* _Page text_:
* * * * * * * * *
Truth table size for a multi-input OR gate: An OR gate has 6 independent inputs. How many distinct input rows (“input words”) appear in its truth table?

Introduction / Context:
The size of a truth table depends solely on the number of independent binary inputs, not on the specific logic function. Each binary input can be 0 or 1, so the total number of combinations grows exponentially with the number of inputs.

Given Data / Assumptions:

• Gate type: OR (but table size is independent of the function).
• Number of inputs n = 6.
• Inputs are binary (0 or 1).

Concept / Approach:
The number of distinct input combinations is 2^n. This counts every pattern (000000 through 111111 for 6 inputs). Therefore, the OR gate’s truth table has exactly 2^6 rows of input combinations, even though many of those produce the same output value (1) for OR.

Step-by-Step Solution:
Use formula: count = 2^n.Substitute n = 6 → 2^6 = 64.Thus, 64 input rows appear in the truth table.
* * * * * * * * *
* _Exercise tasks_:
1: According to the truth table page, what alone determines how large a truth table is?
2: Print the part of the truth table page starting with "Given Data /" and going on through "(1) for OR.".

* _Stored data_:
* * * * * * * * *
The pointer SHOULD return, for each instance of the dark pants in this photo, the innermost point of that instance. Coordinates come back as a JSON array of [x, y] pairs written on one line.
* * * * * * * * *
* _Answers for the exercise_:
1: The number of independent binary inputs, not the specific logic function.

2:
Given Data / Assumptions:

• Gate type: OR (but table size is independent of the function).
• Number of inputs n = 6.
• Inputs are binary (0 or 1).

Concept / Approach:
The number of distinct input combinations is 2^n. This counts every pattern (000000 through 111111 for 6 inputs). Therefore, the OR gate’s truth table has exactly 2^6 rows of input combinations, even though many of those produce the same output value (1) for OR.